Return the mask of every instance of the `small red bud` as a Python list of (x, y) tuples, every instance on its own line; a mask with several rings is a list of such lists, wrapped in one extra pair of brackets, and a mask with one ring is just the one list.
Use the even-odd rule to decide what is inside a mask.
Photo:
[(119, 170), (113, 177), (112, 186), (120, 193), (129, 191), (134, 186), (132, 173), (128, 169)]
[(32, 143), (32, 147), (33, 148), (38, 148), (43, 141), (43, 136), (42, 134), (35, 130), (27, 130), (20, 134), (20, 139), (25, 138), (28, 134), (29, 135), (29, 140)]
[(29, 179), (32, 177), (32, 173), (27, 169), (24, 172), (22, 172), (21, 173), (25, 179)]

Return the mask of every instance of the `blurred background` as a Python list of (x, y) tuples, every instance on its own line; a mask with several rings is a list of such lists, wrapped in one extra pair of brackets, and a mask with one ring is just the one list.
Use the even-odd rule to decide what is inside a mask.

* * * * *

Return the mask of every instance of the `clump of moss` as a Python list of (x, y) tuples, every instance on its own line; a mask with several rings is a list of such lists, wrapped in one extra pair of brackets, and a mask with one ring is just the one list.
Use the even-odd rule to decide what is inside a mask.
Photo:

* * * * *

GIVEN PROBLEM: Show every line of the material that contains the string "extra". Case counts.

RESULT:
Return the mask of every instance of the `small red bud` as a Python list of (x, y) tuples, every instance on its own line; a mask with several rings is a list of such lists, wrapped in one extra pair of brackets, and a mask with one ring is just the one list.
Return the mask of every instance of the `blurred background` as a Python list of (x, y) tuples, every instance on its own line; a mask with several rings is a list of such lists, wrapped in one extra pair of brackets, and a mask with one ring is just the one list.
Return the mask of every instance of the `clump of moss` as a Python list of (x, y) tuples, every instance on its own line; a mask with several rings is a list of such lists, wrapped in one extra pair of brackets, and a mask with one ring is just the one list.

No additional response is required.